**ASSIGNMENT:** List every source that, according to the passage below about learning in prison, has given the advice that knowledge is power.

**PASSAGE TO READ:**
* * * * * * * * *

“From 2010-2013 I had the opportunity to learn as much as I wanted. I had no financial obligations and could spend my time virtually how I pleased. I read all the books that I wanted to and I had many successful people from various industries that were eager to answer any questions I had. For 3 years I was in federal prison and I learned more in that time than I did in 4 years of college.”

The above paragraph was from an article I wrote for opportunityof.com about how “Learning that leads to knowledge makes you a fool… unless it leads to action”.

The advice knowledge is power is still given today. Our society is obsessed with the idea. Teachers would tell us, commercials would tell us, the president has told us, but in my opinion all of them are wrong. If knowledge is really power then prison should produce the most powerful and successful people shouldn’t it?

It’s true I learned more in prison than in 4 years of college but today, a little over 2 years out of prison, I haven’t reached my idea of success. I had a lot of motivation too but I’ve only made modest progress that has taken time to see even the slightest positive results.

Once released from prison I tried a Kickstarter campaign that did just okay. I spent the next six months working for two separate businesses for a grand total of $600. I was routinely denied consideration for employment and even contract work. One year out of prison I was the most knowledgeable I had ever been in my life and the only thing I had accumulated was $30K worth of credit card debt.

* * * * * * * * *

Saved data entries
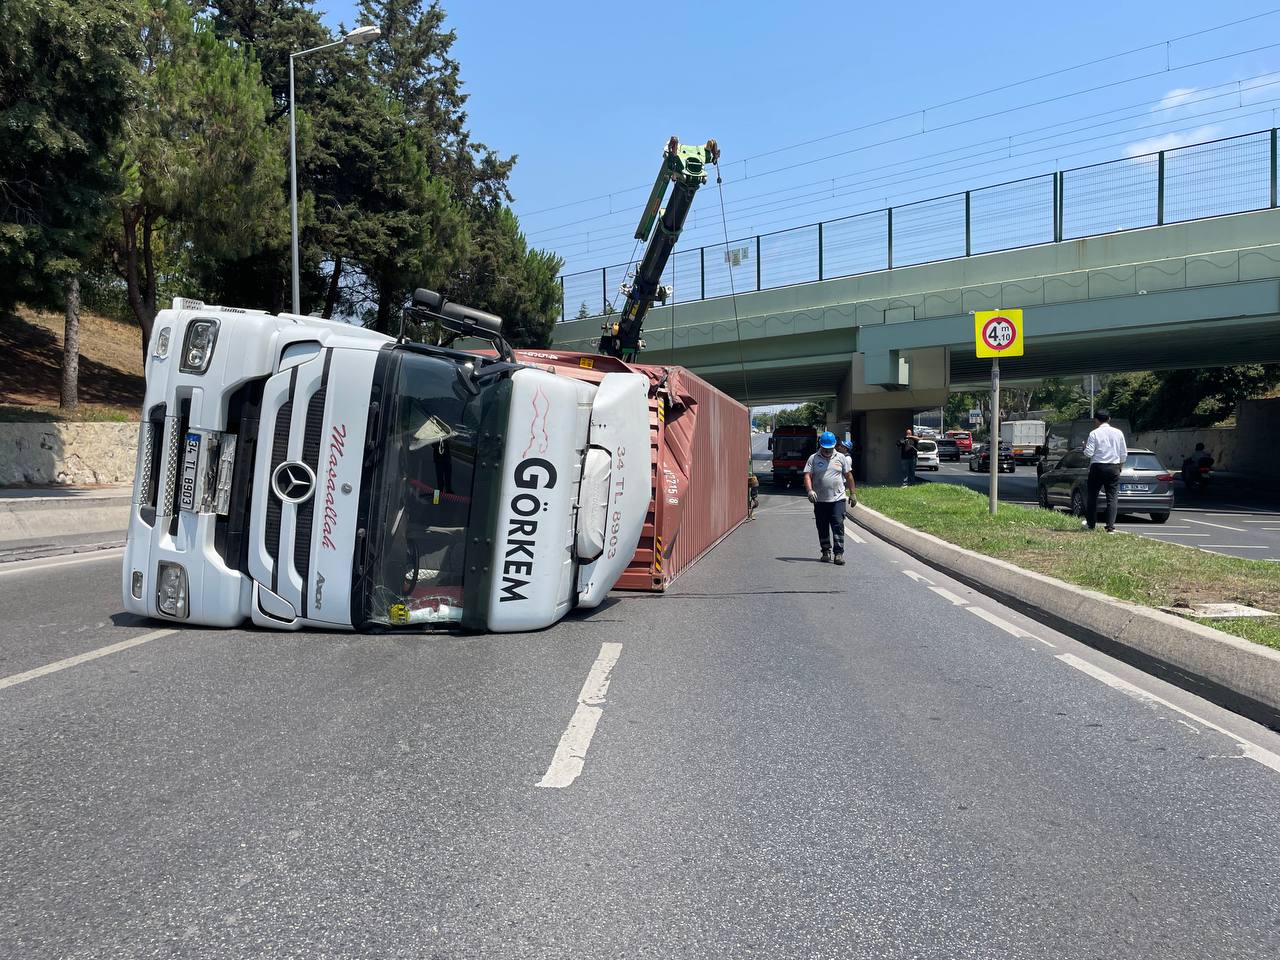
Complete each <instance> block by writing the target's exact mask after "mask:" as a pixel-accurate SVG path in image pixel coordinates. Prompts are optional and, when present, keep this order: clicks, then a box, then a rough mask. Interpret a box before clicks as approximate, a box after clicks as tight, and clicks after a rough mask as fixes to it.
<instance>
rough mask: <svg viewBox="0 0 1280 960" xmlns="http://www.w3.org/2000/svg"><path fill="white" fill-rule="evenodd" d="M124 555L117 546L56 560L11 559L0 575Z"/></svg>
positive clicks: (51, 568) (10, 575)
mask: <svg viewBox="0 0 1280 960" xmlns="http://www.w3.org/2000/svg"><path fill="white" fill-rule="evenodd" d="M123 556H124V548H123V547H116V548H114V549H110V550H93V552H91V553H77V554H76V556H74V557H65V558H63V559H54V561H32V562H27V561H10V562H6V563H5V564H4V566H0V577H3V576H13V575H14V573H35V572H36V571H41V570H52V568H54V567H69V566H72V564H73V563H88V562H91V561H102V559H119V558H120V557H123Z"/></svg>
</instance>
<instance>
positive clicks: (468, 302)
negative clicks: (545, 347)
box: [454, 206, 563, 347]
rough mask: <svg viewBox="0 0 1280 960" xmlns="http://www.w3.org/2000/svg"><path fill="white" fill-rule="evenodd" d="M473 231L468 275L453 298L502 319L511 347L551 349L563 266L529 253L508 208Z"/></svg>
mask: <svg viewBox="0 0 1280 960" xmlns="http://www.w3.org/2000/svg"><path fill="white" fill-rule="evenodd" d="M472 229H474V233H472V243H471V248H470V256H468V259H467V268H466V269H467V275H466V276H465V278H461V283H460V284H457V288H456V291H457V292H456V294H454V296H456V297H457V298H458V300H460V301H462V302H463V303H476V305H484V310H489V311H492V312H494V314H497V315H498V316H500V317H503V321H504V323H503V333H504V334H506V337H507V339H508V340H511V343H512V344H513V346H517V347H549V346H550V342H552V329H553V328H554V325H556V317H557V316H558V315H559V308H561V287H559V282H558V280H557V274H558V273H559V269H561V266H563V261H562V260H561V259H559V257H558V256H556V255H554V253H548V252H545V251H541V250H530V248H529V242H527V241H526V239H525V236H524V234H522V233H521V232H520V223H518V221H517V220H516V215H515V214H513V212H511V210H509V209H508V207H506V206H502V207H498V209H497V210H495V211H493V212H492V214H488V215H484V216H483V219H481V220H480V223H479V224H476V225H475V227H474V228H472Z"/></svg>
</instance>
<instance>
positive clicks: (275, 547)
mask: <svg viewBox="0 0 1280 960" xmlns="http://www.w3.org/2000/svg"><path fill="white" fill-rule="evenodd" d="M294 379H296V378H294ZM292 419H293V385H292V384H291V387H289V399H287V401H284V406H283V407H280V412H279V413H276V415H275V436H274V438H273V440H271V471H270V472H269V474H268V475H266V477H268V484H270V483H271V479H273V477H274V476H275V468H276V467H278V466H280V463H283V462H284V461H285V460H288V458H289V421H291V420H292ZM265 532H266V553H268V556H269V557H270V558H271V593H278V590H279V586H280V498H279V497H276V495H275V492H274V490H273V492H271V493H270V494H268V498H266V531H265Z"/></svg>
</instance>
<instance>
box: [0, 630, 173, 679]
mask: <svg viewBox="0 0 1280 960" xmlns="http://www.w3.org/2000/svg"><path fill="white" fill-rule="evenodd" d="M177 632H178V631H177V630H152V631H151V632H150V634H143V635H142V636H134V637H131V639H129V640H122V641H120V643H118V644H111V645H109V646H100V648H97V649H96V650H90V652H88V653H82V654H77V655H76V657H68V658H67V659H65V660H56V662H54V663H46V664H45V666H44V667H36V668H35V669H28V671H27V672H26V673H14V675H13V676H9V677H4V678H0V690H4V689H5V687H6V686H17V685H18V684H26V682H27V681H28V680H36V678H37V677H45V676H49V675H50V673H56V672H58V671H60V669H67V668H68V667H78V666H79V664H82V663H88V662H90V660H96V659H97V658H99V657H108V655H110V654H113V653H119V652H120V650H128V649H129V648H131V646H138V645H141V644H146V643H150V641H152V640H159V639H160V637H161V636H169V635H170V634H177Z"/></svg>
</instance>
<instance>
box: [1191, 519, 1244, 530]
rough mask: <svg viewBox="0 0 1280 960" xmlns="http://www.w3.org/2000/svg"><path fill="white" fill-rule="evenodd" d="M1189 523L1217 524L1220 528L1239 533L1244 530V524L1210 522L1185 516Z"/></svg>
mask: <svg viewBox="0 0 1280 960" xmlns="http://www.w3.org/2000/svg"><path fill="white" fill-rule="evenodd" d="M1183 520H1185V521H1187V522H1188V524H1199V525H1201V526H1216V527H1217V529H1219V530H1234V531H1235V532H1238V534H1243V532H1244V527H1243V526H1228V525H1226V524H1210V522H1208V521H1207V520H1192V518H1190V517H1183Z"/></svg>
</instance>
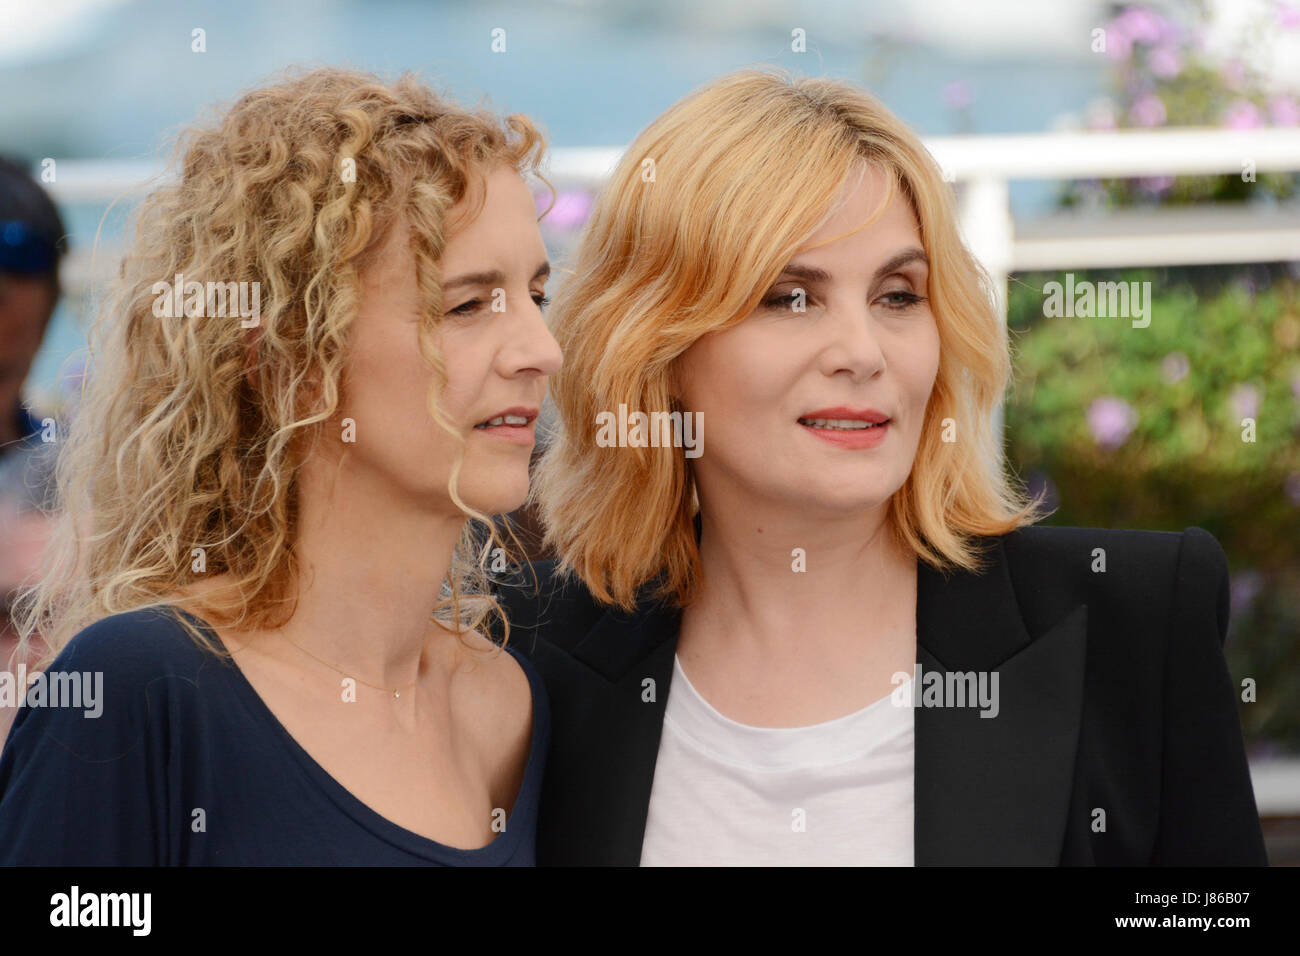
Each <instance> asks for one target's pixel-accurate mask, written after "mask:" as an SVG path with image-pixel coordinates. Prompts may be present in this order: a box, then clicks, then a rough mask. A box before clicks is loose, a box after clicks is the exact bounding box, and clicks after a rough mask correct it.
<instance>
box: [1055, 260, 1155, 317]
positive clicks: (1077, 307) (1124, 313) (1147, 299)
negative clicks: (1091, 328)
mask: <svg viewBox="0 0 1300 956" xmlns="http://www.w3.org/2000/svg"><path fill="white" fill-rule="evenodd" d="M1043 294H1044V297H1045V298H1044V300H1043V315H1044V316H1047V317H1048V319H1060V317H1062V316H1063V317H1066V319H1075V317H1078V319H1093V317H1096V319H1132V326H1134V328H1135V329H1145V328H1147V326H1148V325H1151V282H1091V281H1088V280H1082V281H1079V282H1075V281H1074V273H1073V272H1067V273H1065V285H1063V286H1062V285H1061V284H1060V282H1056V281H1052V282H1048V284H1047V285H1044V286H1043Z"/></svg>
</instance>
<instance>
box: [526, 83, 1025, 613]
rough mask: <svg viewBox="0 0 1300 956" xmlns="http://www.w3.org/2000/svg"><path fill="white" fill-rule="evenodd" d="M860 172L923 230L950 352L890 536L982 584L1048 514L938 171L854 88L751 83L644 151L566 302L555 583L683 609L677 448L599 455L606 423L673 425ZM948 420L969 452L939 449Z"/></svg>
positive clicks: (725, 85)
mask: <svg viewBox="0 0 1300 956" xmlns="http://www.w3.org/2000/svg"><path fill="white" fill-rule="evenodd" d="M863 160H865V161H867V163H868V164H872V165H874V166H876V168H879V169H881V170H883V172H884V173H885V174H887V177H888V178H889V181H891V182H892V183H893V185H894V187H896V189H900V190H901V191H902V194H904V195H906V198H907V200H909V202H910V204H911V208H913V212H914V213H915V216H917V220H918V225H919V229H920V237H922V243H923V246H924V251H926V255H927V256H928V258H930V263H931V268H930V290H928V297H930V300H931V306H932V310H933V315H935V320H936V325H937V328H939V337H940V363H939V372H937V376H936V381H935V386H933V390H932V394H931V398H930V403H928V406H927V410H926V420H924V424H923V428H922V436H920V444H919V447H918V450H917V458H915V462H914V464H913V470H911V473H910V475H909V477H907V480H906V483H905V484H904V485H902V486H901V488H900V489H898V490H897V492H896V493H894V494H893V497H892V498H891V503H889V524H891V528H892V533H893V535H894V537H896V540H897V542H898V544H900V545H902V546H904V548H906V549H910V550H911V551H913V553H915V554H917V555H918V558H919V559H922V561H926V562H928V563H931V564H933V566H935V567H939V568H950V567H953V566H959V567H962V568H966V570H976V568H978V567H979V557H980V554H979V550H978V546H976V545H978V542H976V541H975V540H974V537H975V536H991V535H1004V533H1006V532H1010V531H1013V529H1015V528H1018V527H1022V525H1024V524H1032V523H1034V522H1035V520H1039V518H1041V514H1040V512H1039V501H1037V499H1035V501H1034V502H1028V501H1026V498H1024V496H1023V492H1022V490H1021V489H1018V488H1017V486H1013V484H1011V481H1010V480H1009V477H1008V475H1006V473H1005V472H1004V470H1002V464H1001V447H1000V442H1001V440H1000V436H998V434H997V432H996V429H995V427H993V421H992V414H993V410H995V407H996V405H997V402H998V398H1000V397H1001V395H1002V393H1004V390H1005V389H1006V386H1008V382H1009V378H1010V350H1009V341H1008V333H1006V328H1005V323H1004V321H1002V319H1001V316H1000V315H998V311H997V307H996V304H995V298H993V295H992V286H991V284H989V280H988V277H987V274H985V273H984V271H983V269H982V268H980V265H979V264H978V263H976V261H975V259H974V258H972V256H971V254H970V252H969V251H967V250H966V247H965V246H963V243H962V241H961V237H959V234H958V230H957V220H956V216H954V213H953V200H952V190H950V187H949V186H948V183H945V182H944V178H943V174H941V172H940V169H939V166H937V165H936V163H935V161H933V159H932V157H931V156H930V153H928V152H927V151H926V148H924V147H923V146H922V144H920V140H919V139H918V138H917V137H915V135H914V134H913V133H911V131H910V130H909V129H907V127H906V126H905V125H904V124H902V122H901V121H900V120H898V118H897V117H896V116H893V113H891V112H889V111H888V109H887V108H885V107H884V105H883V104H880V103H879V101H878V100H876V99H874V98H872V96H870V95H868V94H866V92H865V91H862V90H859V88H857V87H854V86H850V85H848V83H844V82H836V81H831V79H810V78H793V77H789V75H787V74H784V73H780V72H768V70H741V72H737V73H733V74H729V75H727V77H724V78H722V79H719V81H716V82H714V83H711V85H708V86H706V87H703V88H701V90H698V91H695V92H693V94H690V95H689V96H686V98H685V99H682V100H681V101H679V103H676V104H675V105H673V107H671V108H669V109H668V111H667V112H666V113H664V114H663V116H660V117H659V118H658V120H655V121H654V122H653V124H651V125H650V126H649V127H647V129H646V130H645V131H643V133H642V134H641V135H640V137H637V139H636V140H634V142H633V143H632V146H630V147H629V148H628V151H627V152H625V153H624V156H623V159H621V161H620V163H619V165H617V168H616V169H615V172H614V174H612V177H611V178H610V181H608V183H607V186H606V187H604V190H603V194H602V195H601V198H599V200H598V202H597V204H595V208H594V211H593V215H591V219H590V221H589V222H588V226H586V229H585V233H584V235H582V238H581V241H580V243H578V246H577V250H576V252H575V259H573V264H572V274H571V276H569V278H568V280H567V281H565V282H564V284H563V286H562V287H560V290H559V291H558V294H556V295H555V298H554V306H552V307H551V319H552V323H554V334H555V337H556V339H558V341H559V343H560V347H562V349H563V351H564V365H563V368H562V369H560V372H559V373H558V375H556V376H555V377H554V378H552V381H551V394H552V397H554V401H555V405H556V408H558V411H559V425H558V428H556V431H555V433H554V434H551V436H550V437H549V444H547V446H546V449H545V451H543V454H542V457H541V460H539V463H538V467H537V472H536V476H534V481H533V486H532V498H533V501H534V503H536V506H537V509H538V512H539V516H541V519H542V523H543V525H545V537H543V545H545V546H547V548H551V549H554V550H555V553H556V554H558V557H559V571H560V574H562V575H573V574H576V575H577V576H578V578H581V580H582V583H584V584H585V585H586V587H588V589H589V591H590V592H591V594H593V596H594V597H595V598H597V600H599V601H601V602H604V604H614V605H617V606H619V607H623V609H630V607H632V606H633V605H634V604H636V601H637V598H638V594H640V592H641V589H642V588H643V585H646V584H649V583H651V581H653V583H654V587H653V589H651V591H650V594H651V596H653V597H656V598H662V597H667V598H669V600H671V601H673V602H675V604H679V605H686V604H689V602H690V600H692V598H693V597H694V594H695V593H697V589H698V587H699V584H701V580H702V571H701V561H699V550H698V546H697V540H695V532H694V523H693V519H694V515H695V511H697V509H698V503H697V497H695V493H694V480H693V473H692V468H690V463H689V460H688V459H686V458H685V455H684V453H682V450H681V449H673V447H634V449H621V447H619V449H614V447H601V446H598V445H597V442H595V421H597V414H599V412H602V411H607V410H612V408H617V407H619V406H620V405H627V407H628V411H629V414H630V412H633V411H643V412H651V411H662V410H675V411H677V410H679V408H677V403H676V401H675V398H673V395H675V394H676V392H677V389H676V388H675V375H676V360H677V358H679V356H680V355H681V354H682V352H684V351H686V350H688V349H689V347H690V346H692V345H693V343H694V342H695V341H698V339H699V338H701V337H702V336H705V334H707V333H710V332H718V330H722V329H727V328H731V326H733V325H736V324H737V323H740V321H742V320H744V319H745V317H746V316H748V315H750V313H751V312H753V310H754V308H755V307H757V306H758V303H759V300H761V299H762V297H763V295H764V293H766V291H767V289H768V287H771V285H772V282H774V281H775V280H776V278H777V276H779V274H780V273H781V271H783V269H784V268H785V265H787V264H788V263H789V261H790V259H792V258H793V256H794V255H796V252H797V251H800V250H801V248H802V247H805V245H806V243H807V241H809V238H810V237H811V235H813V234H814V233H815V232H816V229H818V228H819V225H820V224H822V222H823V221H824V220H826V217H827V216H828V215H829V209H831V207H832V203H833V202H835V199H836V198H837V196H839V195H840V193H841V190H842V187H844V186H845V183H846V182H848V178H849V176H850V173H852V170H853V168H854V166H855V165H857V164H859V163H862V161H863ZM948 420H950V421H952V423H953V424H954V427H956V429H957V436H958V440H957V441H954V442H946V441H944V440H943V431H944V424H945V423H946V421H948Z"/></svg>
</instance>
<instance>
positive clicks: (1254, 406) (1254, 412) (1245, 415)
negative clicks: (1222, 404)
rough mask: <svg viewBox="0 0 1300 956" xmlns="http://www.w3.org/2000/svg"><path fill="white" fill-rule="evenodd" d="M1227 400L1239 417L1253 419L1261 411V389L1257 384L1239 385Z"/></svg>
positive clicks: (1230, 395) (1236, 413)
mask: <svg viewBox="0 0 1300 956" xmlns="http://www.w3.org/2000/svg"><path fill="white" fill-rule="evenodd" d="M1227 401H1229V405H1231V406H1232V411H1235V412H1236V416H1238V418H1239V419H1253V418H1255V416H1256V412H1258V411H1260V389H1258V386H1256V385H1238V386H1236V388H1235V389H1232V394H1231V395H1229V399H1227Z"/></svg>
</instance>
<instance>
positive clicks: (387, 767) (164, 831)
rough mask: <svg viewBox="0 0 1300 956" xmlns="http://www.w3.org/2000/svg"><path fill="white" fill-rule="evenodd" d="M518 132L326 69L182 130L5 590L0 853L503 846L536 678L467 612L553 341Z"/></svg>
mask: <svg viewBox="0 0 1300 956" xmlns="http://www.w3.org/2000/svg"><path fill="white" fill-rule="evenodd" d="M542 150H543V140H542V137H541V133H539V131H538V130H537V127H536V126H534V125H533V124H532V122H530V121H528V120H526V118H525V117H523V116H511V117H508V118H507V120H506V121H504V122H502V121H500V120H497V118H495V117H493V116H490V114H487V113H482V112H468V111H465V109H461V108H459V107H456V105H454V104H451V103H448V101H446V100H443V99H441V98H439V96H437V95H434V94H433V92H430V91H429V90H426V88H425V87H424V86H421V85H420V83H419V82H416V81H415V79H413V78H411V77H403V78H402V79H399V81H396V82H395V83H391V85H386V83H383V82H381V81H380V79H377V78H374V77H372V75H368V74H359V73H350V72H343V70H334V69H321V70H315V72H309V73H304V74H296V75H292V77H290V78H287V79H285V81H283V82H279V83H277V85H274V86H268V87H265V88H260V90H256V91H253V92H250V94H247V95H246V96H243V98H242V99H239V100H238V101H237V103H235V104H234V105H233V107H231V108H230V109H229V111H227V112H225V113H224V114H222V116H221V117H220V118H218V120H217V121H216V122H214V124H211V125H207V126H201V127H196V129H194V130H191V131H190V133H188V134H187V135H186V138H185V139H183V142H182V146H181V151H179V155H181V161H179V169H178V172H177V176H175V178H174V179H172V181H169V182H165V183H162V185H161V186H160V187H159V189H157V190H156V191H153V193H152V194H151V195H149V196H148V198H147V199H146V200H144V203H143V204H142V207H140V209H139V213H138V216H139V220H138V228H136V233H135V241H134V245H133V247H131V250H130V251H129V254H127V256H126V259H125V261H123V265H122V277H121V297H120V298H118V300H117V302H116V303H114V304H113V306H110V308H109V310H108V311H107V312H105V313H104V316H103V321H101V323H100V325H99V326H98V328H96V330H95V334H94V336H92V339H91V342H92V346H91V362H92V365H91V375H90V384H88V386H87V390H86V393H85V395H83V401H82V406H81V411H79V412H78V415H77V416H75V419H74V420H73V421H72V424H70V432H69V440H68V447H66V449H65V450H64V454H62V455H61V457H60V460H59V488H60V493H61V498H62V502H61V503H62V506H64V511H62V514H61V515H60V519H59V520H60V524H59V531H57V537H56V545H57V548H56V549H55V550H53V551H52V553H51V561H49V563H48V567H47V572H45V576H44V579H43V580H42V581H40V583H39V585H38V587H35V588H34V589H32V591H30V592H29V593H26V594H25V596H23V597H22V601H23V607H22V610H23V614H22V618H21V628H22V633H23V639H25V640H30V639H31V637H32V636H34V635H38V633H39V635H42V636H43V637H44V640H45V643H47V645H48V646H49V652H51V654H53V656H55V658H53V661H52V663H49V666H48V667H47V669H45V670H44V672H43V674H40V675H39V676H35V678H34V680H32V682H31V687H30V689H29V691H27V695H26V698H25V706H23V708H22V710H21V711H19V714H18V717H17V719H16V722H14V726H13V730H12V732H10V735H9V739H8V743H6V745H5V748H4V753H3V756H0V864H38V865H52V864H60V865H69V864H70V865H105V864H112V865H123V864H126V865H212V864H224V865H289V864H294V865H299V864H309V865H321V864H348V865H378V864H382V865H528V864H532V862H533V839H534V827H536V813H537V797H538V791H539V786H541V777H542V773H543V767H545V754H546V747H547V739H549V710H547V702H546V695H545V688H543V687H542V684H541V680H539V678H538V676H537V674H536V671H534V670H533V667H532V666H530V665H529V663H528V661H526V658H525V657H523V656H521V654H519V653H517V652H516V650H515V649H513V648H512V646H510V648H506V649H507V650H508V652H510V653H502V648H500V646H494V645H493V643H491V641H489V640H487V639H485V637H484V636H482V635H481V633H480V632H478V630H477V628H478V627H481V626H484V624H482V622H484V620H485V619H486V618H487V617H489V615H490V614H499V606H497V605H495V602H493V601H491V600H490V597H489V596H487V593H486V588H485V585H484V583H482V581H484V578H485V574H484V570H482V563H481V562H482V559H484V555H485V553H486V549H490V548H494V546H495V544H497V540H495V536H494V535H493V531H491V528H493V525H491V523H490V522H491V519H490V515H493V514H502V512H508V511H511V510H513V509H515V507H517V506H519V505H520V503H521V502H523V499H524V497H525V494H526V490H528V459H529V450H530V447H532V445H533V421H534V419H536V416H537V412H538V407H539V405H541V402H542V398H543V395H545V389H546V378H547V376H549V375H551V373H554V372H555V371H556V369H558V368H559V364H560V352H559V349H558V347H556V343H555V339H554V338H552V337H551V334H550V333H549V332H547V329H546V325H545V321H543V320H542V315H541V308H542V306H543V304H545V302H546V299H545V282H546V276H547V273H549V265H547V261H546V247H545V245H543V243H542V239H541V233H539V232H538V226H537V219H538V217H537V209H536V204H534V199H533V195H532V191H530V189H529V186H528V185H526V182H525V178H524V177H525V176H528V174H530V173H533V172H536V168H537V163H538V160H539V156H541V152H542ZM69 691H74V692H75V693H73V695H72V696H69V693H68V692H69Z"/></svg>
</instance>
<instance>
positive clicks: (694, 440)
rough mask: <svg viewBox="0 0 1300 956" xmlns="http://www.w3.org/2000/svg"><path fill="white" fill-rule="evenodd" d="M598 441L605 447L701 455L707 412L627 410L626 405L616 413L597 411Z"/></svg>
mask: <svg viewBox="0 0 1300 956" xmlns="http://www.w3.org/2000/svg"><path fill="white" fill-rule="evenodd" d="M595 444H597V445H598V446H601V447H602V449H611V447H634V449H645V447H655V449H658V447H673V449H685V450H686V451H685V454H686V458H699V455H702V454H703V451H705V416H703V412H698V411H695V412H690V411H688V412H681V411H653V412H643V411H634V412H628V406H627V405H619V411H617V414H616V415H615V414H614V412H612V411H602V412H597V415H595Z"/></svg>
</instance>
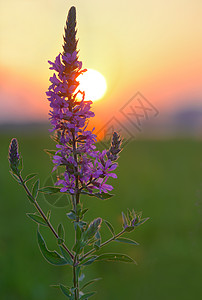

* * * * * * * * *

**RESPONSE BOX:** Teachers, commercials, and the president.